DATA TO USE
******

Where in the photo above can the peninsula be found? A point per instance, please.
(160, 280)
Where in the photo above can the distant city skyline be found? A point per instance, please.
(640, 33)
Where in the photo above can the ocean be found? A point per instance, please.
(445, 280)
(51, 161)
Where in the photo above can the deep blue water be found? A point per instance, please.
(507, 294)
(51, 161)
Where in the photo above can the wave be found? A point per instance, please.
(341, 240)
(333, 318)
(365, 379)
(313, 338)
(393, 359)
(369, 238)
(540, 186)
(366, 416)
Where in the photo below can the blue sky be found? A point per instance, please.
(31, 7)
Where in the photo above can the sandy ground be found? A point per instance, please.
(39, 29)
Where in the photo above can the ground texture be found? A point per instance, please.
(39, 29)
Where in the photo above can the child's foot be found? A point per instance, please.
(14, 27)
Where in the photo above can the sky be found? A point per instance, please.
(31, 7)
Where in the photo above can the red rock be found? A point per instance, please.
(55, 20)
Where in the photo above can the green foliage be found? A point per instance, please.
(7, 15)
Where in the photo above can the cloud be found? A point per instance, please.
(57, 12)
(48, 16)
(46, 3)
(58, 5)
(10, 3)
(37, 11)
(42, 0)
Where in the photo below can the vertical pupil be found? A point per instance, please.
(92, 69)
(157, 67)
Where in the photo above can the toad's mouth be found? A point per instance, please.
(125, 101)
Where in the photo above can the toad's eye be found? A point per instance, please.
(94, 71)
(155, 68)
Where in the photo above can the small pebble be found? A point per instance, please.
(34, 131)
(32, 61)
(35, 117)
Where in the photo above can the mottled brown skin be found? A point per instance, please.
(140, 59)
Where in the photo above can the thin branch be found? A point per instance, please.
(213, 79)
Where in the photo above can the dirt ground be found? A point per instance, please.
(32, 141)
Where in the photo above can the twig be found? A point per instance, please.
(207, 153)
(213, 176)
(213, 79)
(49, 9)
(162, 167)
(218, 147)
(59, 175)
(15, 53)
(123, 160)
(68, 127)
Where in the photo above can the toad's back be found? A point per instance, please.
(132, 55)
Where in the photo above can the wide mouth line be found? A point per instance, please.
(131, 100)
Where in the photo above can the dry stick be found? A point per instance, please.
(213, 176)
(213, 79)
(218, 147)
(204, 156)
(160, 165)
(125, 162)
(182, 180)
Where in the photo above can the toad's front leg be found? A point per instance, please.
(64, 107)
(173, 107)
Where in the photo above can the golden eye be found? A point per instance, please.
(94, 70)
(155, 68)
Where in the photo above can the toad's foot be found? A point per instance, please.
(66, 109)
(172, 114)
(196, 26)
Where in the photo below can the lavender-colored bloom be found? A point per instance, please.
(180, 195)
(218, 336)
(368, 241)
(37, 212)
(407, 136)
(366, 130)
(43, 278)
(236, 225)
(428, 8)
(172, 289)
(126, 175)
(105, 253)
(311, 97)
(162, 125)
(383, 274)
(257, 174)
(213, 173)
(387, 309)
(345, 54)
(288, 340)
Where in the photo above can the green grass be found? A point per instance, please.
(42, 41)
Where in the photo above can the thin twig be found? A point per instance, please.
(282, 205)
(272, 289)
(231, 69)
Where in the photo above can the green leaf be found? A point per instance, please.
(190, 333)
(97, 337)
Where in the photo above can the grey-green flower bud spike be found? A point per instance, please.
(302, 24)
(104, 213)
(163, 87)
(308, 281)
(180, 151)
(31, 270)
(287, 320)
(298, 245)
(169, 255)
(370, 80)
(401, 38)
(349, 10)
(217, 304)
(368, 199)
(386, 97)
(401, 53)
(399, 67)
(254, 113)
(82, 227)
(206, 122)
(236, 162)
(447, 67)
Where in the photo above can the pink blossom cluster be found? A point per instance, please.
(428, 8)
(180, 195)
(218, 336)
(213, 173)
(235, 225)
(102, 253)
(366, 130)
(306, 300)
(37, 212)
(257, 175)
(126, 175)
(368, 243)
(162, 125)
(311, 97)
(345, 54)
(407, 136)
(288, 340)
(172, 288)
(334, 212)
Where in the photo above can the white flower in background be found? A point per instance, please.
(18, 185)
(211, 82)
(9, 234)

******

WHAT YOU NEED TO DO
Nothing in the material may change; reproduce it all.

OUTPUT OF THE TASK
Where in the photo above can the peninsula be found? A point per instance, please.
(160, 280)
Where in the photo above can the distant city skyline be found? A point per instance, please.
(640, 33)
Where in the photo above can the ocean be found? A point per instance, please.
(445, 280)
(51, 161)
Where in the photo above can the deep blue water be found? A point per instance, please.
(507, 294)
(51, 161)
Where in the photo above can the wave be found? A point per instance, please.
(341, 240)
(333, 318)
(365, 379)
(313, 338)
(393, 359)
(369, 238)
(540, 186)
(366, 416)
Where in the photo below can the blue sky be found? A point per instance, please.
(31, 7)
Where in the photo above can the sandy ground be found? A point per instance, please.
(39, 29)
Where in the photo above can the ground texture be found? A point per instance, please.
(39, 29)
Where in the photo above can the child's foot be found? A point per instance, please.
(14, 27)
Where in the photo above can the sky be found? A point per instance, please.
(31, 7)
Where in the photo above can the red rock be found? A point per instance, please.
(55, 20)
Where in the photo above can the green foliage be found? A point per instance, please.
(7, 15)
Where in the photo above can the cloud be found? A point per instance, please.
(57, 12)
(48, 16)
(46, 3)
(58, 5)
(10, 3)
(37, 11)
(42, 0)
Where in the photo below can the vertical pupil be found? A point per instance, please.
(92, 69)
(157, 67)
Where in the photo above can the toad's mouth be found? A point per instance, please.
(125, 101)
Where in the photo above can the toad's eye be found? A point per instance, please.
(94, 71)
(155, 68)
Where in the photo above can the small pebble be found? A point per instance, please.
(34, 131)
(32, 61)
(35, 117)
Where in the photo above can the mottled brown skin be found? A point per instance, please.
(140, 59)
Where in the photo above can the thin branch be found? A point per instance, please.
(213, 79)
Where in the photo above can the dirt ground be found? A point per instance, please.
(32, 141)
Where in the photo above can the twig be found? A point per instance, please.
(207, 153)
(213, 176)
(213, 79)
(49, 9)
(162, 167)
(218, 147)
(59, 175)
(15, 53)
(123, 160)
(68, 127)
Where in the photo above can the toad's back be found? A point per instance, please.
(132, 55)
Where in the photo above can the wide mouth line be found? A point per instance, please.
(131, 100)
Where in the photo above can the dry stick be found? A point per instance, please.
(213, 176)
(213, 79)
(218, 147)
(204, 156)
(160, 165)
(125, 162)
(182, 180)
Where in the photo above can the toad's front leg be found? A point per instance, please.
(64, 107)
(173, 107)
Where in the photo above can the golden eye be found? A point per instance, please.
(94, 70)
(155, 68)
Where in the photo above can the toad's foot be found? A point per instance, please.
(66, 109)
(172, 114)
(196, 26)
Where in the photo below can the lavender-colored bloom be found? A point per instance, please.
(180, 195)
(218, 336)
(368, 241)
(37, 212)
(407, 136)
(366, 130)
(43, 278)
(236, 225)
(428, 8)
(172, 289)
(126, 175)
(105, 253)
(311, 97)
(162, 125)
(383, 274)
(257, 174)
(213, 173)
(387, 309)
(345, 54)
(288, 340)
Where in the photo above can the green grass be found? A point per instance, please.
(42, 41)
Where in the photo above can the thin twig be found? A point per instance, please.
(282, 205)
(272, 289)
(231, 69)
Where in the photo above can the green leaf be found? A point per instance, please.
(190, 333)
(97, 337)
Where in the photo above can the grey-green flower bud spike be found? A point per instance, please.
(302, 24)
(104, 213)
(163, 87)
(308, 281)
(180, 151)
(31, 270)
(287, 320)
(298, 245)
(169, 255)
(370, 80)
(401, 38)
(349, 10)
(217, 304)
(368, 199)
(386, 97)
(401, 53)
(399, 67)
(254, 113)
(82, 227)
(206, 122)
(236, 162)
(447, 67)
Where in the photo above can the pink blossom cluster be found? A point per instance, please.
(428, 8)
(180, 195)
(218, 336)
(213, 173)
(235, 225)
(102, 253)
(366, 130)
(306, 300)
(37, 212)
(257, 175)
(126, 175)
(368, 243)
(162, 125)
(311, 97)
(345, 54)
(407, 136)
(288, 340)
(172, 288)
(334, 212)
Where in the photo above can the white flower in background be found? A point per instance, please.
(18, 185)
(211, 82)
(9, 234)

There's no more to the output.